Zu erledigen: Schreibe alle Zeilen von der Zeile mit „the pool water“ bis einschließlich der Zeile mit „49 251 426 389“ vollständig ab. Erhöhe dabei jede Koordinate der angegebenen Begrenzungsrahmen um 6.

(Einträge zur Bereichsannotation)
/---

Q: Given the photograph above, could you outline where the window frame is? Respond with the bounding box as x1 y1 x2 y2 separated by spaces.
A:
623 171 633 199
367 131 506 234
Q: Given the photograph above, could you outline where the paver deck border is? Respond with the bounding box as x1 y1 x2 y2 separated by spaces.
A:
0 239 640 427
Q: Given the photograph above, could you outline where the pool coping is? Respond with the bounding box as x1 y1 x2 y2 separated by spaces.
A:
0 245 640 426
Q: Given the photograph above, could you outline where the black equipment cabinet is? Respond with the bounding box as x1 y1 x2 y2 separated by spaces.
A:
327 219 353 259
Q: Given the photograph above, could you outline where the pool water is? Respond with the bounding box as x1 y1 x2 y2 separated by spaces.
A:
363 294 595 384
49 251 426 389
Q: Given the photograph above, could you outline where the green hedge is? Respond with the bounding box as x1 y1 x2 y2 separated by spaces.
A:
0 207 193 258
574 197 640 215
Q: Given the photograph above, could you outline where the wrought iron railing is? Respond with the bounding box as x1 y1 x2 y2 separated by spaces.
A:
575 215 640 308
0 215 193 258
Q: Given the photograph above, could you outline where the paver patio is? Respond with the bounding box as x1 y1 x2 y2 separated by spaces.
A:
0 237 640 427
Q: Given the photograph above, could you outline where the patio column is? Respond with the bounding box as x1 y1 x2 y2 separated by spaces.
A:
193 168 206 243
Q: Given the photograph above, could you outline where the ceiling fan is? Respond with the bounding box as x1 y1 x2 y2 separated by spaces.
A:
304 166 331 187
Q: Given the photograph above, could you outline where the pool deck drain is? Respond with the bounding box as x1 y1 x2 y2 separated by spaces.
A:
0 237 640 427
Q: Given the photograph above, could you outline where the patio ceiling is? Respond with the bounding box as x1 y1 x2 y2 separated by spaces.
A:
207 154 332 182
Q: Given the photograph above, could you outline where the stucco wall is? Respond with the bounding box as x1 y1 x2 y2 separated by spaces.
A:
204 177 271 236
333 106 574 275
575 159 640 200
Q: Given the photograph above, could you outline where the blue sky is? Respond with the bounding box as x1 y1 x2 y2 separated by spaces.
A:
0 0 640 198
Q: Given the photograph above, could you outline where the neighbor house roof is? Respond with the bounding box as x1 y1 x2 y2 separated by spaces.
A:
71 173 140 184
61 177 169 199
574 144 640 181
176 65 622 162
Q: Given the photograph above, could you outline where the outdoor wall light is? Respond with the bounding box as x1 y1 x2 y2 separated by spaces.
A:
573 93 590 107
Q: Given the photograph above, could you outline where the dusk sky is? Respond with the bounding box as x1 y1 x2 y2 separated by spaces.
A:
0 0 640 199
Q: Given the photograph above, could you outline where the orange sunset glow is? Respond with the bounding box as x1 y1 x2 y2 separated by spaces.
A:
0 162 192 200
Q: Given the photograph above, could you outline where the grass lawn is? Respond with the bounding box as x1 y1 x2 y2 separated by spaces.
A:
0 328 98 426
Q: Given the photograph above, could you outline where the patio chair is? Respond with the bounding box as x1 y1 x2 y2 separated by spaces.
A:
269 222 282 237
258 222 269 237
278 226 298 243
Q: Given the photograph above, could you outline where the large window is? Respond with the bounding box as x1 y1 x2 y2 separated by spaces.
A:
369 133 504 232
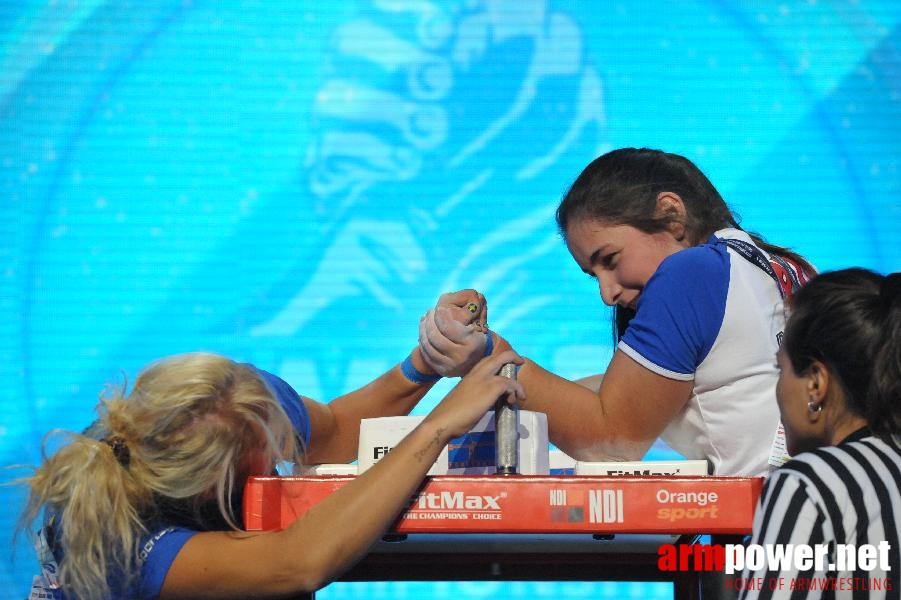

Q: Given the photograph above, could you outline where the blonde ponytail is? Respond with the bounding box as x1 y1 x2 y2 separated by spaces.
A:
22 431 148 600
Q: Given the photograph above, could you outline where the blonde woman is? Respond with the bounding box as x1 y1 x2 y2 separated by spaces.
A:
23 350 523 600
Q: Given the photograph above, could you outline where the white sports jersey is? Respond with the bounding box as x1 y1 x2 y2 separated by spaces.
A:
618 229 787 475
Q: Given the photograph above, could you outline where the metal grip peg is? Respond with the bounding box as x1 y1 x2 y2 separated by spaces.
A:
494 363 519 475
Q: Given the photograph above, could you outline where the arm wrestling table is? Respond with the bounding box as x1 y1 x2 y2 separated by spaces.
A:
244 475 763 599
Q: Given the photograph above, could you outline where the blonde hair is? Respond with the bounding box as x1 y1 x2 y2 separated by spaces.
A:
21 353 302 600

\---

Antwort unten:
Q: Given the photograph above, could you outline where the pool water is? Respond with the bounding box as x1 y1 x2 y2 separated by spaces.
A:
369 300 601 390
55 257 432 395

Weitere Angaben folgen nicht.